Abstract
The University of Massachusetts Dartmouth School for Marine Science and Technology (SMAST) conducted drop camera surveys to examine the benthic community and substrate in Vineyard Wind 1 LLC’s (Vineyard Wind’s) Lease Area OCS-A 0501 (termed the “VW1 Study Area”) and a Control Area adjacent to the lease area. The primary goal of this project was to collect baseline data for future environmental assessment of wind farm development impacts. Our objectives were to provide:
- distribution and density estimates of dominant benthic megafauna,
- classify substrate types at drop camera stations across the survey domain,
- compare benthic communities and substrate types between the development area, Control Area, and broader regions of the United States (US) Atlantic Outer Continental Shelf (OCS), and
- classify substrate within aliquots sampled by the American Lobster, Black Sea Bass, Larval Lobster Abundance Survey, and Lobster Tagging Study (an associated SMAST trap survey also conducted for Vineyard Wind). These aliquots coincided with a subset of the drop camera stations.

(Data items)
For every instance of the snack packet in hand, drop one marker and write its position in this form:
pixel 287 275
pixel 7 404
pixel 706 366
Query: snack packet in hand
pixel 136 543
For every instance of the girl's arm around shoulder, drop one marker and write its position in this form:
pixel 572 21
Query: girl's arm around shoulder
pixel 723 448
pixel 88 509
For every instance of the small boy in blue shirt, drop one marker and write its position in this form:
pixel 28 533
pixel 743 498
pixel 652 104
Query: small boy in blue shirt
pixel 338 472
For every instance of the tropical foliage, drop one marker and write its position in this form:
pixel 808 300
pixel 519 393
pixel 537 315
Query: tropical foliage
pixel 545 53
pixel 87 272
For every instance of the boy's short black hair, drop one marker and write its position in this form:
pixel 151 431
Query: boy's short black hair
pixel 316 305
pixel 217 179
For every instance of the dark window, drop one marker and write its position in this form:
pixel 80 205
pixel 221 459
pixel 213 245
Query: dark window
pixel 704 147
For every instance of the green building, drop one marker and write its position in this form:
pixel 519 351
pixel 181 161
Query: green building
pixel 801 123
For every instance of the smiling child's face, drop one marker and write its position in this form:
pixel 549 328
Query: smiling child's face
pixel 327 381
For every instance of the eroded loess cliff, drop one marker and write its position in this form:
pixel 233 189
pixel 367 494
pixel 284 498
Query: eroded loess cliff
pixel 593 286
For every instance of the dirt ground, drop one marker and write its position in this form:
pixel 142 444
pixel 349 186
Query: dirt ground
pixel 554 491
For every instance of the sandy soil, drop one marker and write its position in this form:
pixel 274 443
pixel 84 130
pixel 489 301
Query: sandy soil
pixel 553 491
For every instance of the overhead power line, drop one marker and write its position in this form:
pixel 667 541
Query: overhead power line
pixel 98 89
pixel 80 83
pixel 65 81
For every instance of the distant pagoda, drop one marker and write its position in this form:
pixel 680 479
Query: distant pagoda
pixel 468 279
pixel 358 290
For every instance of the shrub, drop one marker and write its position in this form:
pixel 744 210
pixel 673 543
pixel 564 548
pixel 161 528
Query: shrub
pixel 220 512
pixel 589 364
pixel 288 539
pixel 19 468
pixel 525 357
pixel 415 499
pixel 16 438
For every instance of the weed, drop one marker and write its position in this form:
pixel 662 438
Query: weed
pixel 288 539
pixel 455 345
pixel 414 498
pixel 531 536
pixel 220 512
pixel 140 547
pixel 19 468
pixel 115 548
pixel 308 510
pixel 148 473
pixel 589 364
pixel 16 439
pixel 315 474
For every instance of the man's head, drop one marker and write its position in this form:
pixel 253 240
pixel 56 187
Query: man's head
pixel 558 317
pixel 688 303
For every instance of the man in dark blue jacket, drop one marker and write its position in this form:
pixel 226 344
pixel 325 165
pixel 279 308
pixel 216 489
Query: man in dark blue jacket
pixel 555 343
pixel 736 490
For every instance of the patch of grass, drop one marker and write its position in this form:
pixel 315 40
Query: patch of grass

=== SET OF TASKS ===
- 1) Answer these questions about the abstract on the Vineyard Wind drop camera surveys:
(a) Which institution carried out the drop camera surveys?
(b) What was the primary goal of the project?
(c) What name is given to Lease Area OCS-A 0501 in the surveys?
- 2) Carry on the abstract on the Vineyard Wind drop camera surveys from its final sentence.

=== ANSWERS FOR EACH ITEM ===
- 1)
(a) The University of Massachusetts Dartmouth School for Marine Science and Technology (SMAST).
(b) To collect baseline data for future environmental assessment of wind farm development impacts.
(c) The "VW1 Study Area."

- 2)
A centric systematic sampling design was used to survey stations with the drop camera in the VW1 Study Area and an adjacent Control Area.1 Stations in the two areas were placed 1.5 kilometers (km) apart following a grid design. At each station, a sampling pyramid was deployed and a high-resolution camera was used to take four quadrat (2.3 square meter [m2 ] images) samples. Both areas were surveyed in May and September 2023 using a commercial scallop fishing vessel to deploy the sampling pyramid. The survey activities occurred while wind farm construction activities were taking place in the VW1 Study Area.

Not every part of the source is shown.